- _Task requirements_
a) Reproduce the stretch of the private equity article from "Their preferred model" through "major private companies.", substituting "struggling" for "underperforming".
b) According to the private equity article, which firm did the owners of Alinta Energy hire to help sell it?

- _Text_
======

Equity funds hold on to private ventures
DOUBLE UP: Loui Kannakoski’s Bhagwan Marine doubled its turnover last year to $244 million.

Private equity funds are turning into long-term owners of some major WA businesses, after being unable to complete their planned exits.

One month ago, the private equity funds that own Alinta Energy, led by TPG Capital, had to make a big call.

They had been trying to sell Alinta, after hiring Lazard to assist them in a deal speculated to be worth up to $5 billion.

However, they came to the same conclusion that several other private equity funds have reached over the past few years; they couldn’t get the price they wanted through a stock market float and so decided to hang on to the business.
It’s a recurring theme.

Gresham Private Equity tried to sell underground mining contractor Barminco in 2011, and KKR tried to sell trucking and logistics group BIS Industries in 2013.

This is a problem for private equity funds, as their normal time horizon for each investment is three to five years.

Their preferred model is to buy an underperforming business, restructure its operations, and then exit, typically though either a trade sale or stock market float.

Crowded market

More than a dozen large private businesses in Western Australia are currently backed by private equity funds (see table).

They include Balcatta-based Quick Service Restaurant Holdings, the company behind 600 Red Rooster, Oporto and Chicken Treat stores across Australia.

Iconic WA businesses such as Dome Coffees Australia, dairy producer Brownes, and the Houghton wine brand are also owned by private equity funds.

The use of private equity adds to the variety of ownership structures employed by WA’s major private companies.

WA’s largest private company - according to the BNiQ database prepared by Business News - is building and construction group BGC, which is owned by the heirs to Len Buckeridge, who passed away nearly one year ago.

The company is currently led by managing director Sam Buckeridge, one of six children, and Len Buckeridge’s stepson Julian Ambrose, who also holds the title of managing director.

======

- _Dataset extract_
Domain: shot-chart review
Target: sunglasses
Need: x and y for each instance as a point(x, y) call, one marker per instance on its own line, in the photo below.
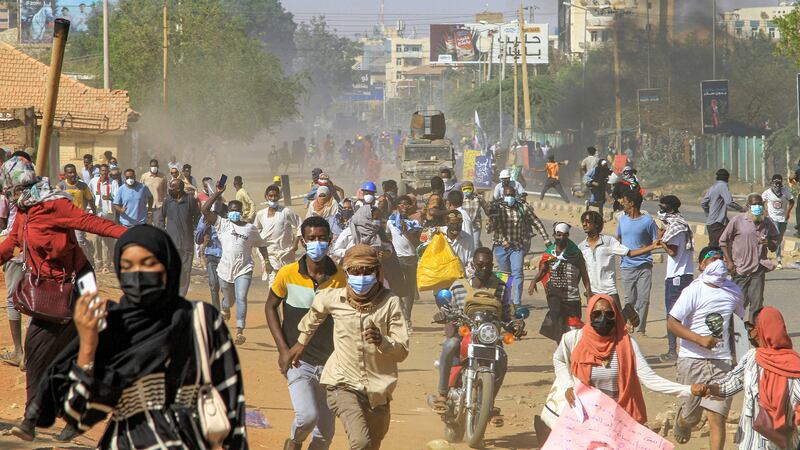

======

- _Answer set_
a)
Their preferred model is to buy an struggling business, restructure its operations, and then exit, typically though either a trade sale or stock market float.

Crowded market

More than a dozen large private businesses in Western Australia are currently backed by private equity funds (see table).

They include Balcatta-based Quick Service Restaurant Holdings, the company behind 600 Red Rooster, Oporto and Chicken Treat stores across Australia.

Iconic WA businesses such as Dome Coffees Australia, dairy producer Brownes, and the Houghton wine brand are also owned by private equity funds.

The use of private equity adds to the variety of ownership structures employed by WA’s major private companies.

b) Lazard